- **SOURCE DOCUMENT**

Air Canada’s Nasr says it has seen a significant improvement in the effectiveness of its marketing approach from using the Persado AI engine to draft copy, particularly because of this flexibility to personalize the message.

“We’ve done a series of tests on different products and we’re starting to roll out other technology on a broader basis.

“What’s really important is that, at the end of the day, you can use tools to ensure that more customers engage with your marketing, but you still need to provide value. You still need to make sure that when customers click through from that email or banner or tile, that they are arriving on a well-designed and intuitive digital experience.

“Persado is one part of the picture—a very important part—but if you’re not offering the right product, if it’s not priced correctly, or if the transaction has friction, you’re still not going to be able to close the deal. [Persado is] one part of the overall conversion funnel.”

But beyond the word-smithing engine, it’s the accompanying analytics of Persado that deliver added value to Air Canada, Nasr says.

“We’re transforming—like many retailing and consumer brands—and becoming an analytics driven organization on the marketing side. For us, it’s a prerequisite now, whenever we’re considering a partner or we’re going to test out a new partnership, that the results and the decisions are driven by analysis.

“That’s in the DNA of Persado. In many ways, it not a traditional marketing company. It’s really a next generation marketing company where analysis is at the core of what they do.”

From mobile first to voice

For Air Canada, part of the refinement of the conversion funnel, and of engaging CRM, is a prioritization of mobile which is in high demand by customers. This in turn means a prioritization of voice queries and chatbots.

Nasr explains:

“It’s changing very quickly. Canada is a very tech savvy country and our base of flyers, especially our most frequent flyers tend to be particularly sophisticated travelers. Technology is a way of life for them; especially our most frequent flyers and elite members, because they are on the road so often. I couldn’t tell you if we over index compared to our competitors or other industries in the country, but I would bet it is the case.

“Our customers are interacting via mobile and we see that trajectory across the board, no matter what the activity is.

More and more, we believe that we’ll see the same thing happen with voice and chat. If you think about it, once activity moves to mobile it becomes a question of what’s the quickest way of doing something on a mobile device. Voice is an especially effective input with a mobile device. If you’re on-the-go, you only have one hand free, or your in the car and you need to be focused on the road and safety in driving, so mobile and voice go closely together..two peas in a pod.”

AI Going Forward

Air Canada believes AI is now an integral part of improving operations both in the back-end and customer-facing. Nasr says:

“The question is: can the AI and other technologies be used to make it easier and better for our people to deliver service? This is not a matter of replacement as much for us as it is a matter of augmentation and enhancement on the customer service side. Customers will choose whether they want self-service or not. That’s ultimately the customer’s choice. But we will always, at least for the foreseeable future provide ground service and inflight service with our people, and we just want to make it easier for them to do it.”

- **INFORMATION PROVIDED**
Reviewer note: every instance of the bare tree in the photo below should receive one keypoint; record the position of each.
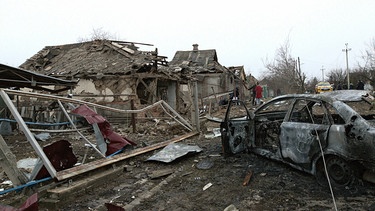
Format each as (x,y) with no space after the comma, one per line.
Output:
(367,70)
(284,72)
(336,76)
(98,34)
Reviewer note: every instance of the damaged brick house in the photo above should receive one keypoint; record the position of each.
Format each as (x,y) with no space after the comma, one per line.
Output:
(109,72)
(213,79)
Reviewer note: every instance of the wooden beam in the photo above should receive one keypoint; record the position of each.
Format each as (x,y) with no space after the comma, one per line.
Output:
(74,171)
(9,163)
(30,137)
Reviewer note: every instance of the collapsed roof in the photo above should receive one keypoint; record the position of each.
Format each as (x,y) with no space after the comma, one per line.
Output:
(93,59)
(12,77)
(196,61)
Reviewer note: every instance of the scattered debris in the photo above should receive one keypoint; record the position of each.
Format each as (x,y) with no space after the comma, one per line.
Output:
(173,151)
(247,178)
(231,208)
(207,186)
(215,133)
(42,136)
(160,173)
(204,164)
(31,204)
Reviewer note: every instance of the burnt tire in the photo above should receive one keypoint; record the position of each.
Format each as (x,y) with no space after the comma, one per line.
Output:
(340,172)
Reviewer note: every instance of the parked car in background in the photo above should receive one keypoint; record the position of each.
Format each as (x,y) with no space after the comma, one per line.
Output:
(332,132)
(323,87)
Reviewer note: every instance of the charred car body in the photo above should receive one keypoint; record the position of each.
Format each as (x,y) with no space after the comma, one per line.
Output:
(332,132)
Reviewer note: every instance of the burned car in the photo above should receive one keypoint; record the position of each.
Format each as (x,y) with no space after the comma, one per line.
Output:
(323,134)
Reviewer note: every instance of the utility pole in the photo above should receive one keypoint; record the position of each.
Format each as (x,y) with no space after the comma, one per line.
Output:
(347,64)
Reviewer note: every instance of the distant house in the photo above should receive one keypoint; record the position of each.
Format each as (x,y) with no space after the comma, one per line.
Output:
(213,79)
(241,81)
(108,71)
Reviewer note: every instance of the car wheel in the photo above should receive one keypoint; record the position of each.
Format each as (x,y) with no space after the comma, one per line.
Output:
(339,171)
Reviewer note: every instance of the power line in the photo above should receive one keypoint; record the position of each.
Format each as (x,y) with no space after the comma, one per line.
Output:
(347,64)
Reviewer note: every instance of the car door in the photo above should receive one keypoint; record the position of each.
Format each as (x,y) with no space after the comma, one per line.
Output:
(302,135)
(235,129)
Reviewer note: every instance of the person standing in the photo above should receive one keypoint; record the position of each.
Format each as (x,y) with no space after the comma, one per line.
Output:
(360,85)
(258,93)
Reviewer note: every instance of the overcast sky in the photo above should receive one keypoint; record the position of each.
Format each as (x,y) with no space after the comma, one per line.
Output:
(242,32)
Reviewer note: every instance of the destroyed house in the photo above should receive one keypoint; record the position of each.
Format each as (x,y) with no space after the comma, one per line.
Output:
(213,79)
(109,72)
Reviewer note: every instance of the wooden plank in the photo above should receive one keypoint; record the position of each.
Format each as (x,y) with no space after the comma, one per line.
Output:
(68,173)
(160,173)
(74,127)
(8,162)
(30,137)
(84,183)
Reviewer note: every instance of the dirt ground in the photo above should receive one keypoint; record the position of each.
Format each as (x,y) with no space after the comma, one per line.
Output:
(208,181)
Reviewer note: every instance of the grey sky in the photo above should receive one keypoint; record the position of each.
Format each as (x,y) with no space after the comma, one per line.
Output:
(242,32)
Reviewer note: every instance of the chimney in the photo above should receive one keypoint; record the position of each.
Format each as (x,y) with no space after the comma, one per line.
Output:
(195,47)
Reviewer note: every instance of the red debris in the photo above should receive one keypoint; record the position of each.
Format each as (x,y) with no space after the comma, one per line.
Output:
(116,142)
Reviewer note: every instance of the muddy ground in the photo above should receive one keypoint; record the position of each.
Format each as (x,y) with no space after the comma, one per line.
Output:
(206,181)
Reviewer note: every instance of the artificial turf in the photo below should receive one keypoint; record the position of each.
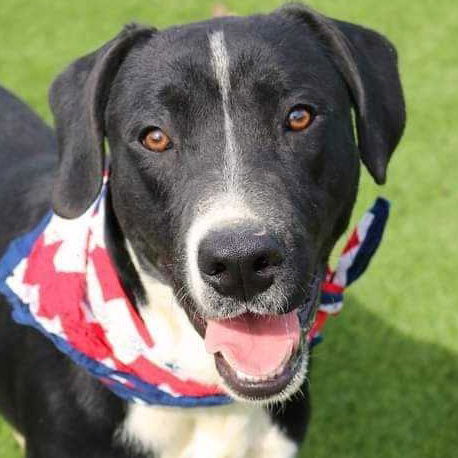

- **INSTRUCTIONS FOR THE TASK**
From the article on Air Canada's use of AI, quote the passage that begins at the words "But beyond the" and ends after the words "queries and chatbots.".

- **SOLUTION FOR THIS PROBLEM**
But beyond the word-smithing engine, it’s the accompanying analytics of Persado that deliver added value to Air Canada, Nasr says.

“We’re transforming—like many retailing and consumer brands—and becoming an analytics driven organization on the marketing side. For us, it’s a prerequisite now, whenever we’re considering a partner or we’re going to test out a new partnership, that the results and the decisions are driven by analysis.

“That’s in the DNA of Persado. In many ways, it not a traditional marketing company. It’s really a next generation marketing company where analysis is at the core of what they do.”

From mobile first to voice

For Air Canada, part of the refinement of the conversion funnel, and of engaging CRM, is a prioritization of mobile which is in high demand by customers. This in turn means a prioritization of voice queries and chatbots.